_OPDRACHT_:
Geef bij elk van de volgende uitspraken aan of deze overeenkomt met het forumgesprek over transpireren en de schildklier: 1. Het middel dat in het bericht aan Piepke wordt aangeraden, werd elke avond gebruikt. 2. Op de ochtend na dat middel werd talkpoeder gebruikt. 3. Op dit moment wordt een roller van Cool Marine gebruikt. Beantwoord elke uitspraak met ja of nee en citeer letterlijk de doorslaggevende woorden uit de tekst.

_DOCUMENTFRAGMENT_:
((

Hartelijke groeten van Elisa  :Smile:   :Wink:

----------


## Piepke

> Hallo Piepke 
> 
> Gewoon jezelf zijn en blijven, je bent "goed" zoals je bent...
> mensen hebben gauw een oordeel klaar over een persoon en daar moet je een harnas tegen krijgen  het valt niet altijd mee, maar we hoeven niet met iedereen bevriend te zijn toch? je zoekt je eigen vrienden uit die belangrijk voor je zijn en die je kunnen steunen en waarmee je lol hebt, dat is belangrijk....er zullen altijd mensen bestaan die jaloers zijn, en ze bekijken het maar...geniet van je Leven en deze leeftijd...het kan geweldig goed aanvoelen...problemen zijn er overal en in elk huis, maar omarm het "leven"  je kunt het niet meer overdoen...
> 
> transpireren hoort erbij en dat is maar goed ook...sommige mensen zweten amper of weinig en dat is niet oke...zoals wij ons voelen zo reageert het lichaam...hebben we kippenvel dan zie je dat en voel je dat...bijzonder eigenlijk...transpireren overkomt zeer veel mensen...odorex heb je gebruikt zeg je, maar dan waarschijnlijk "niet" datgene wat "ik" bedoel...die is heel goed....het kan alemaal met je hormonen te maken hebben....ook ik heb er last van gehad als jonge vrouw, en dit produkt vond ik een paardenmiddel....de reclame op tv laat ons doen geloven dat wij nog frisser blijven bij een bepaald produkt, maar dat is niet altijd bewezen...ik heb ook zeer veel geprobeerd maar dit produkt zoals ik hierboven beschreef hielp heel goed...2 tot 3 x in de week...'s avonds voor het naar bed gaan...de volgende ochtend gebruikte ik dan een handvol talkpoeder...met een geurtje...bv lavendel of majapoeder....de dag erna weer een luchtige deodorant...
> ik gebruik nu een roller van Cool Marine van (Odorex) deze koop ik vaak....bevalt prima...
> 
> wat je schildklier betreft...ook ik ben soms wel eens druk en hyper...maar bij toeval kwamen ze erachter dat ik daar last van had...ik ben toen een paar keer bloed gaan prikken en daarna kreeg ik definitief medicijnen hiervoor...je komt dan een stofje tekort in je hersenen en daarvoor is dat pilletje (s)....hey Piepke....maak je niet te druk als dat kan, maar ik begrijp jou wel..... ontspannen maar in het weekend.....
> ...


Hallo Elisabeth.

 :Smile:  nog eens bedankt voor je berchtje, kvoel me al beter door wat je zegt.

))

_GEGEVENS VOOR ANALYSE_:
((

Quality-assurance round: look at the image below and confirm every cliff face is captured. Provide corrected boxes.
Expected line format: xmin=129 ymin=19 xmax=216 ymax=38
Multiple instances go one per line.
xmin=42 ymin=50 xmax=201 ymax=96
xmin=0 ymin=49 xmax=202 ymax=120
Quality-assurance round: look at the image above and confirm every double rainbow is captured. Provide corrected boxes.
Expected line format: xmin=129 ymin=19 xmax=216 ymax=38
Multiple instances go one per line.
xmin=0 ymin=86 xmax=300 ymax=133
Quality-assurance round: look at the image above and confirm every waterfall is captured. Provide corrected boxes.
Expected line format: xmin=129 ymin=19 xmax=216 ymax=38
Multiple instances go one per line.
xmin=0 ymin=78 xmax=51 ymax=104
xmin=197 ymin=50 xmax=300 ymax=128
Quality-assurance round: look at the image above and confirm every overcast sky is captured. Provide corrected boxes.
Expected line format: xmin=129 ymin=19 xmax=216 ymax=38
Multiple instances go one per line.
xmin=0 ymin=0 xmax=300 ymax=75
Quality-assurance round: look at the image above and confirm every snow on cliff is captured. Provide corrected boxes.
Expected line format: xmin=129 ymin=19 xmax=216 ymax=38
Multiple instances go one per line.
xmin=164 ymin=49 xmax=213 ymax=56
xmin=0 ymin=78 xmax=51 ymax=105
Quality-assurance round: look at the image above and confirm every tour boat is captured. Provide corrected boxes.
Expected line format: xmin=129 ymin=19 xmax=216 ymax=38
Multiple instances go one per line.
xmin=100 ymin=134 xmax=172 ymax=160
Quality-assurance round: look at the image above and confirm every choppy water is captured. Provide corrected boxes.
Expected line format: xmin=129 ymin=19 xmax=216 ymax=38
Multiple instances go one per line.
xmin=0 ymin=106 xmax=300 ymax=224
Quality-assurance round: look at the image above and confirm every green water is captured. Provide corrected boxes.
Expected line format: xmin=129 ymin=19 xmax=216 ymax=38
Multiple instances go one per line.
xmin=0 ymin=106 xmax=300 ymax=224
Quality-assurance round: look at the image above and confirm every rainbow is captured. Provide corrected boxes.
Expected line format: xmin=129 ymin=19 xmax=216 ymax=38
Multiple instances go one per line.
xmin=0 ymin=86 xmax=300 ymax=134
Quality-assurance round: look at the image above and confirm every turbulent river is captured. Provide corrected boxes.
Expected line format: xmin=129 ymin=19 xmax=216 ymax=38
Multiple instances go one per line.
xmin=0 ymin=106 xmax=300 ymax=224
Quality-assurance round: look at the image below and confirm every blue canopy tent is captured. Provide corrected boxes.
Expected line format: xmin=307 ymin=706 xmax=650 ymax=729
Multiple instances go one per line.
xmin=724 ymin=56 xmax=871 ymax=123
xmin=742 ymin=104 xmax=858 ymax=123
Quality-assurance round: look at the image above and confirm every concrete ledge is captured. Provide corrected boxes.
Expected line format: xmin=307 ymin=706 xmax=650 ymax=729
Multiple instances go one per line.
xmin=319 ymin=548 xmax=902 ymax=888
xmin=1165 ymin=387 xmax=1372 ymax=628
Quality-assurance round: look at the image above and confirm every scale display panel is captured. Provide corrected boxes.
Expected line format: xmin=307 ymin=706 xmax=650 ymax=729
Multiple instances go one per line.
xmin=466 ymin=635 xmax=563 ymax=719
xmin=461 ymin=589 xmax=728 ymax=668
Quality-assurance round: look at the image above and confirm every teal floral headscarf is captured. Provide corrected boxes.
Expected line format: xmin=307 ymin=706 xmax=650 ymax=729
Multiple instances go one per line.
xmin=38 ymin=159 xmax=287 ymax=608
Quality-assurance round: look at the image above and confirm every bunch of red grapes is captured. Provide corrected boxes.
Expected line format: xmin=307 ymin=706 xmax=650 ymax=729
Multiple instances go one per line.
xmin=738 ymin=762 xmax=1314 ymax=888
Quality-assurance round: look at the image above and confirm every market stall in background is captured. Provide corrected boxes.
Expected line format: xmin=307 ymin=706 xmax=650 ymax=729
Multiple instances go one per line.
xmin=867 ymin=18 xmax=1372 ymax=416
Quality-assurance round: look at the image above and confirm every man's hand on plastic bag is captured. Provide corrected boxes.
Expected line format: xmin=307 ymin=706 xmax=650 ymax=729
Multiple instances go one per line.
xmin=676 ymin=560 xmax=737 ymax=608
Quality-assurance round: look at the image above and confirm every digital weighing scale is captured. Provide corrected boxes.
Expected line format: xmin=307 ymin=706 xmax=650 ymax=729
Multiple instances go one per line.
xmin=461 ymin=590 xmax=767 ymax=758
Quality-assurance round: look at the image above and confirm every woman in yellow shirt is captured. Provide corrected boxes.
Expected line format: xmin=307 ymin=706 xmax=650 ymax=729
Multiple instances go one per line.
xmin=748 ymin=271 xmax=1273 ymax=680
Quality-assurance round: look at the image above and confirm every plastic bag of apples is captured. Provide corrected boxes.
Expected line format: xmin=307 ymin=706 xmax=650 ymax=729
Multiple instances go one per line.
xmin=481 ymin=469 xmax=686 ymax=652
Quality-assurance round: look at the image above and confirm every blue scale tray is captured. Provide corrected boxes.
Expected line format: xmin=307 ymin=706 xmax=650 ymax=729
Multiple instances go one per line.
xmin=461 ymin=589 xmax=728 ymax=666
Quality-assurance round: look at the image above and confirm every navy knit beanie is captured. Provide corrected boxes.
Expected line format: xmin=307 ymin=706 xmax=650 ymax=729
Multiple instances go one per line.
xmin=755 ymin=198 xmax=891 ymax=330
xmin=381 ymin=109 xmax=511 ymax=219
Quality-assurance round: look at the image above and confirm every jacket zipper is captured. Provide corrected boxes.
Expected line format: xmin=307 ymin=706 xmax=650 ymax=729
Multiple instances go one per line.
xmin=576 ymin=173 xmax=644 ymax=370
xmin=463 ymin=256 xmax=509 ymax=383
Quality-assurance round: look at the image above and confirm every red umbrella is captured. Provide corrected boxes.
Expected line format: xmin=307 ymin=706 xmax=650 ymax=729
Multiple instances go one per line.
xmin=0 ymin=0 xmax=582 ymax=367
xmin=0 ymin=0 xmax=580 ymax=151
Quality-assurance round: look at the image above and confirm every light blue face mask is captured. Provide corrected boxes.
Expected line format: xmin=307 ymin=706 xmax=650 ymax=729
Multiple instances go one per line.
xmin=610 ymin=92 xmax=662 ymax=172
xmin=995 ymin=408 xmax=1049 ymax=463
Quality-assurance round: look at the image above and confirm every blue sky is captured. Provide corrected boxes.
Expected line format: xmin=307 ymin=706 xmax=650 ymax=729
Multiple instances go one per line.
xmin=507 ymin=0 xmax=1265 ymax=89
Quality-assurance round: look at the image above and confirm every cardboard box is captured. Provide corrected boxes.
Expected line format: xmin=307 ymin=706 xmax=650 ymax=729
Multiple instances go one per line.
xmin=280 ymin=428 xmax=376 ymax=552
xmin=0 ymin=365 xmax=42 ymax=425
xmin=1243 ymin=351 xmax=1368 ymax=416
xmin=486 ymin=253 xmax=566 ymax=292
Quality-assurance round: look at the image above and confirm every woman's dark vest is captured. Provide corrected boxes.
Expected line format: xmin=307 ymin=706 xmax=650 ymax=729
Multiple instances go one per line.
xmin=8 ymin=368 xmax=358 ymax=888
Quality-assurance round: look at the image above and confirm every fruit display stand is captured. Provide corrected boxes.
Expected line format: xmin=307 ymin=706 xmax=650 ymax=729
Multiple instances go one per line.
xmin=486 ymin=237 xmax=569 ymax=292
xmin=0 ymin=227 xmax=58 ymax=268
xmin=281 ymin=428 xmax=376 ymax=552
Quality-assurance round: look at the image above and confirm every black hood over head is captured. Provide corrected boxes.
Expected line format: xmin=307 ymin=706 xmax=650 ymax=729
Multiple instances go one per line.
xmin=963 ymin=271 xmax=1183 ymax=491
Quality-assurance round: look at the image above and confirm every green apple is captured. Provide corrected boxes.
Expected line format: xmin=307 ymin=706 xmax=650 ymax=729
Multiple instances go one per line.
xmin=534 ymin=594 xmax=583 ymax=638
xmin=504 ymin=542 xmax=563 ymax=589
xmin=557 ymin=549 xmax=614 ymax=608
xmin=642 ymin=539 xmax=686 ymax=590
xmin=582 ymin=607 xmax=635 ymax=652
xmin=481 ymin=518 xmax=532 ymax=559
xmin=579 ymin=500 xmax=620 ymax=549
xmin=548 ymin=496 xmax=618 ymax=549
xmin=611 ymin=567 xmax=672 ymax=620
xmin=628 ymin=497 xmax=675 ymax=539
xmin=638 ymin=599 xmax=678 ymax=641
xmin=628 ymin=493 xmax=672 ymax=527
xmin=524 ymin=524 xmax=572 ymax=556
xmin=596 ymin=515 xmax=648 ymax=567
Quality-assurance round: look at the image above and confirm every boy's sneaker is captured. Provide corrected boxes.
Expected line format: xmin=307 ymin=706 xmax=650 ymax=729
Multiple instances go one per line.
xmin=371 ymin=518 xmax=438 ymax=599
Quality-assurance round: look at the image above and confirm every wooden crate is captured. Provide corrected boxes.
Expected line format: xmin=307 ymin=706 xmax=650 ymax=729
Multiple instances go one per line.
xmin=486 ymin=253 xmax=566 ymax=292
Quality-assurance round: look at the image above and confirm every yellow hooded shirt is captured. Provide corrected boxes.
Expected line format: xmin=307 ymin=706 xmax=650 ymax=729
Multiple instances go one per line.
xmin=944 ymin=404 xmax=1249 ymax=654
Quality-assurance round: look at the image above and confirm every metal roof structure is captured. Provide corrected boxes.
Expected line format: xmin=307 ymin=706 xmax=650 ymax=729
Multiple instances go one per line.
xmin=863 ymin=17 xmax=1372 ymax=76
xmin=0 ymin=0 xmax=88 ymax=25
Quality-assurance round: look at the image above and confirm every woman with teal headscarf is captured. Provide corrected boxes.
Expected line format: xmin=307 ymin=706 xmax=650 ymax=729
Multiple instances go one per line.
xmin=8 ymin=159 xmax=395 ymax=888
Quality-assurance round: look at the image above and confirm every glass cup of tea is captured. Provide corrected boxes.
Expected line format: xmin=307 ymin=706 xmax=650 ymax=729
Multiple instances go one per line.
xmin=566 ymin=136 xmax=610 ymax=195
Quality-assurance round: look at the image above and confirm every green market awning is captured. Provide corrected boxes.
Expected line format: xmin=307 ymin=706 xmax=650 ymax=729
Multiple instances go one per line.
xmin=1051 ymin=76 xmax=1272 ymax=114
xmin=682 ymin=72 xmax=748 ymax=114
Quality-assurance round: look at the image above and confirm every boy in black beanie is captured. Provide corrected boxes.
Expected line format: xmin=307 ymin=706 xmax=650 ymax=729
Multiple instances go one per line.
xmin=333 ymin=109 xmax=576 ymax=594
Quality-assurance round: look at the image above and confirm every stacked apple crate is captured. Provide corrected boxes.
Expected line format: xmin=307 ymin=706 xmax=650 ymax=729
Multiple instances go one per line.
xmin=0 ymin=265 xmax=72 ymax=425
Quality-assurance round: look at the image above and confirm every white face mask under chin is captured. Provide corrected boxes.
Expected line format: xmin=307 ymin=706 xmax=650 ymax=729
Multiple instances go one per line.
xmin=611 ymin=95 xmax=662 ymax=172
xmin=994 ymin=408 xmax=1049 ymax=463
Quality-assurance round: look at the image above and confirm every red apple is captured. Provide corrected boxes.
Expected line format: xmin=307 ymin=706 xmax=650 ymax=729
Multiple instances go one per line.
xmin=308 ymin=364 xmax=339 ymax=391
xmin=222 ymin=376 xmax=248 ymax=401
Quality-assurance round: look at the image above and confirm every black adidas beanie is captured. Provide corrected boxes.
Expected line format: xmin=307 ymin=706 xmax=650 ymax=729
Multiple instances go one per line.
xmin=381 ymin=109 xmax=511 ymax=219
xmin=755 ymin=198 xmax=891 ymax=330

))

_RESULTAAT_:
1. Nee: "2 tot 3 x in de week...'s avonds voor het naar bed gaan"
2. Ja: "de volgende ochtend gebruikte ik dan een handvol talkpoeder"
3. Ja: "ik gebruik nu een roller van Cool Marine van (Odorex)"